# Outbackers.com Donations



## RVCarolina (Jul 31, 2004)

Could someone please tell me where to send a donation check ? ALLRIGHT NOW !
NO JOKES !







I see under "donations" an address for "AndTech Solutions", but
I'm not too sure - I kinda thought Vern38 was the person to send it to. 
Yes, I know you can send it electronically, but I just don't ever use a credit or
debit card on the internet, and I not going to start now.








Any SERIOUS







help would be appreciated. 
Happy Outbacking ya'll!


----------



## Guest (Oct 21, 2004)

RVCarolina said:


> Could someone please tell me where to send a donation check ? ALLRIGHT NOW !
> NO JOKES !
> 
> 
> ...


Vern is the man to send it to.
He owns and operates AndTech Solutions.
Send it there and he'll get it. Just be sure to include a note with what it's for and what your user name is on here.


----------



## Y-Guy (Jan 30, 2004)

RVCarolina don't worry, Katrina is right. Vern runs this, and the other business, he's just using the Paypal account through it. I made my contribution, no funny business from Vern at all.


----------



## BigBadBrain (Aug 26, 2004)

RVCarolina,
We do have a tendency to get off-topic and the hilarity quotient on this forum is perhaps too high at times, however, if I was to defend it, the approach does keep things from getting too serious and maintains a positive approach most of the time. That said, when you ask for us to straighten up and be serious, you can count on this forum to respect your request and get back to business of Outbacks.

I hope you continue to enjoy the forum and the expertise that the members of this forum can provide.

Now, all you jokers out there (boy is that the pot calling the kettle black shy ), we need to respect serious requests for info. Keep it light when we can but let's make sure we answer the mail first.


----------



## NDJollyMon (Aug 22, 2003)

Joking around? Here? Nah. We have a forum for Jokes.


----------



## RVCarolina (Jul 31, 2004)

Mercy! Didn't mean to get you-all THAT serious! I think I killed all the entertainment potential with the "serious" stuff.








Thanks for the straight info. though.


----------



## Thor (Apr 7, 2004)

It worked for me as well. No funny stuff going on here.
*-*-*
* **Exercise description**
Return the stretch of the donations thread from "Send it there" through "Vern at all.", copied word for word. The records are separate material and have no connection to the donations thread.
*-*-*
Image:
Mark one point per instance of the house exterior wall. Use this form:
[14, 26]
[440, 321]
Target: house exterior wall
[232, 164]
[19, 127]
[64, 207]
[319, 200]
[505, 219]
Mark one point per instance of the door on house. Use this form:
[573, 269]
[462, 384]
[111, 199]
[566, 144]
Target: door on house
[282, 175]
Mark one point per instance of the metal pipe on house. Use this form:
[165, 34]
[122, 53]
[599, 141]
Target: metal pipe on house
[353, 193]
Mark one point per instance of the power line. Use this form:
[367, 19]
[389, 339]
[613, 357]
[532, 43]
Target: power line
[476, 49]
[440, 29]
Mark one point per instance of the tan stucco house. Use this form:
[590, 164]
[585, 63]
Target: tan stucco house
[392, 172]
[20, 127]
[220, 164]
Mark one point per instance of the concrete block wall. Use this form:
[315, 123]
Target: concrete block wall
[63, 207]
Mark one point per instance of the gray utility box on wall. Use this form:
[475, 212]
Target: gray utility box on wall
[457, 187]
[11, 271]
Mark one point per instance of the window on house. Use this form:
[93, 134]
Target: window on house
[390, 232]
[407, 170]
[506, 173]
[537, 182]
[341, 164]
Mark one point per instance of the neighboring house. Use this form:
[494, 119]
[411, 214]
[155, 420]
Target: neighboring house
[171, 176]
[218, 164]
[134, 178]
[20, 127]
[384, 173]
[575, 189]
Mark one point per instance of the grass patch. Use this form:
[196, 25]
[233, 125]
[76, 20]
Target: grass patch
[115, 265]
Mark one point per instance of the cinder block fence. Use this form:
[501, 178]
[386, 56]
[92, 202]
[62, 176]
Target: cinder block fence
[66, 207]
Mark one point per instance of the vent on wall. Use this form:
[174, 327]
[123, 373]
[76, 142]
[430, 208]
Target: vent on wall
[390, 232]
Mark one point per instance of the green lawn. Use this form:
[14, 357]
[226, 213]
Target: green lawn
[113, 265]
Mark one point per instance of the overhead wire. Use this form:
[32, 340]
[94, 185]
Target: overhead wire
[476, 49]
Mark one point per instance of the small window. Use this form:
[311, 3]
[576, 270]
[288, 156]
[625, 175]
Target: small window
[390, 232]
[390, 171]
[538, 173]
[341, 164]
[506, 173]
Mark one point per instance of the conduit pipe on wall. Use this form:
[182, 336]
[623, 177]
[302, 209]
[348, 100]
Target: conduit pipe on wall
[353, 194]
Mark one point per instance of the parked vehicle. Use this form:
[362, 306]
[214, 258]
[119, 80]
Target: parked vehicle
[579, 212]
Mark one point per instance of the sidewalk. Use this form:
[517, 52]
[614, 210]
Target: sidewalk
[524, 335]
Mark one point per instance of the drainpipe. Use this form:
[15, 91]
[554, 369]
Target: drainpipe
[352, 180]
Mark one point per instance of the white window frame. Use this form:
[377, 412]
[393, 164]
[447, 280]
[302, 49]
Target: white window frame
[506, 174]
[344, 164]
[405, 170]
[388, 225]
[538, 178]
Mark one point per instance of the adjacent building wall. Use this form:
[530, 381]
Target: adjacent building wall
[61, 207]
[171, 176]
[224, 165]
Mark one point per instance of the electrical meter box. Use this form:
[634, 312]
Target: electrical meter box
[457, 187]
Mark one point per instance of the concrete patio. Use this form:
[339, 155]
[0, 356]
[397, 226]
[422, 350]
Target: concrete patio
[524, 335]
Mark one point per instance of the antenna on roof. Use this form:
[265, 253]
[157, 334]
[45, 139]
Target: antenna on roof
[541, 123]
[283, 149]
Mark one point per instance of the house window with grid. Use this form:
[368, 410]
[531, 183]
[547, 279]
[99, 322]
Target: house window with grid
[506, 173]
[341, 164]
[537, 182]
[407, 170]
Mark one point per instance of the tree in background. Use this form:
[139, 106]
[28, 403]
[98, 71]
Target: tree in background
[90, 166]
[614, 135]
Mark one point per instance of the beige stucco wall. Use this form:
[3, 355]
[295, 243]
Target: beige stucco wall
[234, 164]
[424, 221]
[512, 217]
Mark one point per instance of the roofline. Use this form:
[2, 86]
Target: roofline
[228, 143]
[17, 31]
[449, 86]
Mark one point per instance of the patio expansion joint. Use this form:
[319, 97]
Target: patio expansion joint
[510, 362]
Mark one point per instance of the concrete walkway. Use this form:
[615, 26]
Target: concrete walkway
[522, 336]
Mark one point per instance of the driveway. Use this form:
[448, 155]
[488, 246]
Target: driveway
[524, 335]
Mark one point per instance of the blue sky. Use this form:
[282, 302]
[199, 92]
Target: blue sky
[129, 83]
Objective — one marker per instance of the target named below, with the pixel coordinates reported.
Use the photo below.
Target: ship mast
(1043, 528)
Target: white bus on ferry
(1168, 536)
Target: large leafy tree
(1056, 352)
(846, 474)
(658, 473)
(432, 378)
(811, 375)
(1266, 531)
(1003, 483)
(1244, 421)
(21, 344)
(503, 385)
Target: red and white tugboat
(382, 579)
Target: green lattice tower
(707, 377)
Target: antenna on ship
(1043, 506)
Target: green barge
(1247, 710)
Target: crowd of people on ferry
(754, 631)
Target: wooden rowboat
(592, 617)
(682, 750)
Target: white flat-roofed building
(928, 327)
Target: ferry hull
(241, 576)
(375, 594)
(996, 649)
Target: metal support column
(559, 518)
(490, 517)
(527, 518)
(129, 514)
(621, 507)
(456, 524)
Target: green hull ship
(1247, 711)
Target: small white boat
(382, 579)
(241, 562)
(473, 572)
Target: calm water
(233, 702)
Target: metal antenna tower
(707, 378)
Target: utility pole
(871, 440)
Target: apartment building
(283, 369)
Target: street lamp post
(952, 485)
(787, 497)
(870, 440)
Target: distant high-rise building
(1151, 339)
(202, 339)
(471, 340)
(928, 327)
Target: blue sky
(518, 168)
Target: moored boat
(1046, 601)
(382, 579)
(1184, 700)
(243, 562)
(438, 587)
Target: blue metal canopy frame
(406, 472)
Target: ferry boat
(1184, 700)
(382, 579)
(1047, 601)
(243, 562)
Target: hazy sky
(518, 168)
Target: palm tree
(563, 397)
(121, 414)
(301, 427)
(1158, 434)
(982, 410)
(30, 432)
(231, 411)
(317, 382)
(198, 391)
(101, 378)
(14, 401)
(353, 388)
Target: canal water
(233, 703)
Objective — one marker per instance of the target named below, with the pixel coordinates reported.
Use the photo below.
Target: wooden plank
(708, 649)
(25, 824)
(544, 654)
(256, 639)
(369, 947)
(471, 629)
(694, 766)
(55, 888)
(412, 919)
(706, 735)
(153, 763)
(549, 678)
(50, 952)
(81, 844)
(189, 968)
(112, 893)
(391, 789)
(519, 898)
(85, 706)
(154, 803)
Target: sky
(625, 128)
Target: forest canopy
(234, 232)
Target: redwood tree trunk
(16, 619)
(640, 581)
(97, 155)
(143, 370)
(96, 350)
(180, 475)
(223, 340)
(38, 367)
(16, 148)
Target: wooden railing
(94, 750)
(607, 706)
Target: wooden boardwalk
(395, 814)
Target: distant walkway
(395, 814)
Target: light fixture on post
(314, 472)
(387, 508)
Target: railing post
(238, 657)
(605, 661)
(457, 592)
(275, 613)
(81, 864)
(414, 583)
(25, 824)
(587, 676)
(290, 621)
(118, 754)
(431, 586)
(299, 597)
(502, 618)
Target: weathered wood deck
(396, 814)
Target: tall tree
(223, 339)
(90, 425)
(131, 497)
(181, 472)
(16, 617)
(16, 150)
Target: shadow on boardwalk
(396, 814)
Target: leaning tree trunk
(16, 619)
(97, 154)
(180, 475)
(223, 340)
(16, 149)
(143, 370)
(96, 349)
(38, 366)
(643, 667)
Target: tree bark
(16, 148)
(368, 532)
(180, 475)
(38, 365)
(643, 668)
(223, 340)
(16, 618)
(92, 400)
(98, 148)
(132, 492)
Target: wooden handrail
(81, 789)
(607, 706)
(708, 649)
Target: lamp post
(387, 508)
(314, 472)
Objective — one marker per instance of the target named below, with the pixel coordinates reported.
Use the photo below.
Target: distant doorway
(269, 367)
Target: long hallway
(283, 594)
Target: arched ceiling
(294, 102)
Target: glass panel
*-*-*
* **The response**
Send it there and he'll get it. Just be sure to include a note with what it's for and what your user name is on here.


----------



## Y-Guy (Jan 30, 2004)

RVCarolina don't worry, Katrina is right. Vern runs this, and the other business, he's just using the Paypal account through it. I made my contribution, no funny business from Vern at all.